Task list
#1 Answer these about the article on the album Deodato 2:
(a) In which studio was the album recorded?
(b) Which bassist appears on the album, and on which song?
(c) Which band covered "Super Strut", and on what album?
#2 Could you extend the article on the album Deodato 2, starting after its last sentence?

Selected text
Studio album by Deodato
- Released: July 18, 1973
- Recorded: April 12 & May 16, 1973
- Studios: Van Gelder Studio, Englewood Cliffs, NJ
- Genres: Jazz fusion, jazz-funk
- Length: 32:35
- Label: CTI Records
- Producer: Creed Taylor

Deodato chronology
| Prelude (1973) | Deodato 2 (1973) | Whirlwinds (1974) |

= Deodato 2 =

Deodato 2 is a 1973 album by Brazilian keyboardist Eumir Deodato. It features session guitarist John Tropea on 4 tracks and bassist Stanley Clarke on one song, "Skyscrapers". His version of George Gershwin's "Rhapsody in Blue" was used in Pontiac commercials during the early-1970s. The song reached #48 in Canada in 1973.

The songs "Super Strut" and "Latin Flute" were featured on the soundtrack of the video game Grand Theft Auto Vice City. The track "Super Strut" was also covered by the acid jazz band The Apostles on their 1992 eponymous album.

Dataset

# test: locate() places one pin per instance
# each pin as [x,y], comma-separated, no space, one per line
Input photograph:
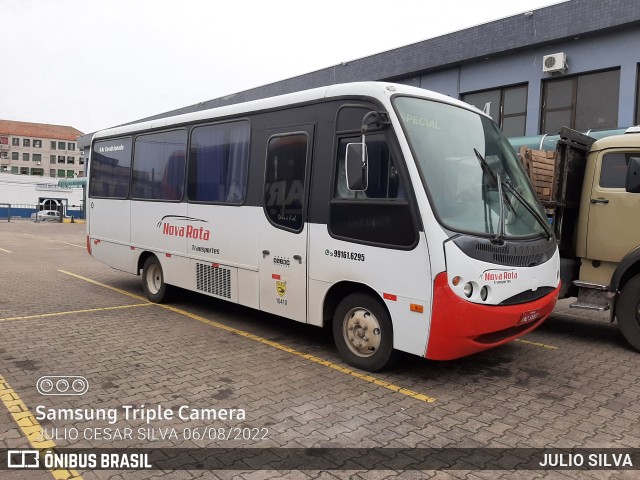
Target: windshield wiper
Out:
[497,182]
[544,224]
[503,198]
[499,238]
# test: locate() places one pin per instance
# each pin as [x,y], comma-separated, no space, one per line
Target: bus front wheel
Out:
[363,332]
[153,280]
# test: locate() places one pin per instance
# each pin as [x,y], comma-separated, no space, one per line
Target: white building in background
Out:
[38,149]
[29,190]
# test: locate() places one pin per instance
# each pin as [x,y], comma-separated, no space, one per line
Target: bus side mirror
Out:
[357,167]
[632,183]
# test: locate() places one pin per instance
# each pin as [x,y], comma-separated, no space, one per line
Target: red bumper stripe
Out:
[460,328]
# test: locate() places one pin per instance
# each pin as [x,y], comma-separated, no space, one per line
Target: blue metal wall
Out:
[614,50]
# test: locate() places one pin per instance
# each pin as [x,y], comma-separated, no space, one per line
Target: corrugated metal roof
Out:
[38,130]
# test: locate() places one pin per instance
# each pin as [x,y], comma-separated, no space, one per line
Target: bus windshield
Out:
[465,162]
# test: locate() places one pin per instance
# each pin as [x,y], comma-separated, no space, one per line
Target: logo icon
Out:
[23,459]
[62,385]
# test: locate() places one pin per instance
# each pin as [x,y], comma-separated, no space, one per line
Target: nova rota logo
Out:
[499,275]
[169,226]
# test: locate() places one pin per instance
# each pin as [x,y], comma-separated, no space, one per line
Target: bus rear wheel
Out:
[628,312]
[363,332]
[155,289]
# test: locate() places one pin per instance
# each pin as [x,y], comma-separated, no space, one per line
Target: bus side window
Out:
[380,215]
[284,180]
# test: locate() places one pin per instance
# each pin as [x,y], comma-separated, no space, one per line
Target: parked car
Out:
[46,216]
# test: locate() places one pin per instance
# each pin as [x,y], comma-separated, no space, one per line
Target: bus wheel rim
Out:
[154,279]
[362,332]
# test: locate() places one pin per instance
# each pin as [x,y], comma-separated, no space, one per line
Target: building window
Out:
[507,106]
[582,102]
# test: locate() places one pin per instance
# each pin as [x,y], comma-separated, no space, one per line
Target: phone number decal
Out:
[358,257]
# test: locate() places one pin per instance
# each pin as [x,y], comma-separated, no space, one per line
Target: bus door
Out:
[284,232]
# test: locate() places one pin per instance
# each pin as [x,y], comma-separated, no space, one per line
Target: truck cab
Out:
[595,206]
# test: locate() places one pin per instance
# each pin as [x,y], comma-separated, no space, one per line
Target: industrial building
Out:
[574,64]
[40,149]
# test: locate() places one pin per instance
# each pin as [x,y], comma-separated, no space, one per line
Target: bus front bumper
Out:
[460,328]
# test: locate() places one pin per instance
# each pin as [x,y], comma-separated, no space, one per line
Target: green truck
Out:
[593,202]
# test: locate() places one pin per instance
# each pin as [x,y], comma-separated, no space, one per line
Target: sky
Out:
[93,64]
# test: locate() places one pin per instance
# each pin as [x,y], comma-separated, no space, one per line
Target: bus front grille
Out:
[213,280]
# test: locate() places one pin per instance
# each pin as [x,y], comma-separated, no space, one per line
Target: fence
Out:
[21,211]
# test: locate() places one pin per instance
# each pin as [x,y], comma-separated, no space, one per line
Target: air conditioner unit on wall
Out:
[556,62]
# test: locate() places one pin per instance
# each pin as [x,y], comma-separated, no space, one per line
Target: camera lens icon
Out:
[62,385]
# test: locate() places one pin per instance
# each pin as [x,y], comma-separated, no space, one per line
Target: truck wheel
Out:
[363,332]
[153,281]
[628,312]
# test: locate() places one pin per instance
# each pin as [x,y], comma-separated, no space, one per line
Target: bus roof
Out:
[377,90]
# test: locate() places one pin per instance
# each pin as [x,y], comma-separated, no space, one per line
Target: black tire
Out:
[363,333]
[628,312]
[155,289]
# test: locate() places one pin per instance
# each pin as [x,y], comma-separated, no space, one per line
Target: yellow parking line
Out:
[71,312]
[30,427]
[536,344]
[52,240]
[279,346]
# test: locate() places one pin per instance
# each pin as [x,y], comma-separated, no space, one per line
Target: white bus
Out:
[398,216]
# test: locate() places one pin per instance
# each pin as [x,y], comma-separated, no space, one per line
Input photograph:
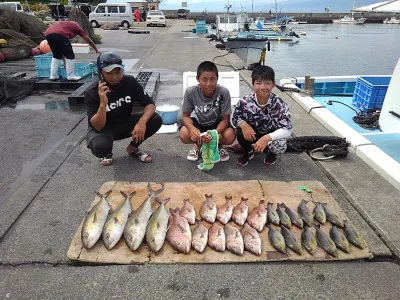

Responses to the exercise
#1
(a) Van Gelder Studio, Englewood Cliffs, NJ.
(b) Stanley Clarke, on "Skyscrapers".
(c) The Apostles, on their 1992 eponymous album.

#2
Professional ratings
Review scores
| Source | Rating |
| Allmusic | Star Half star |

==Track listing==

===Vinyl===

====Side 1====
1. "Nights in White Satin" (Justin Hayward) - 6:01
2. "Pavane for a Dead Princess" (Maurice Ravel) 4:08
3. "Skyscrapers" (Eumir Deodato) - 6:40

====Side 2====
1. "Super Strut" (Eumir Deodato) - 8:58
2. "Rhapsody in Blue" (George Gershwin, arrangement and adaptation by Eumir Deodato) - 8:48

===CD===
The tracks were rearranged for the CD release. The two tracks on Side 2 were placed first then the tracks on Side 1 were placed after. The CD release also featured an extended version of Super Strut, an extended and re-mixed outro to Skyscrapers, as well as 3 bonus tracks.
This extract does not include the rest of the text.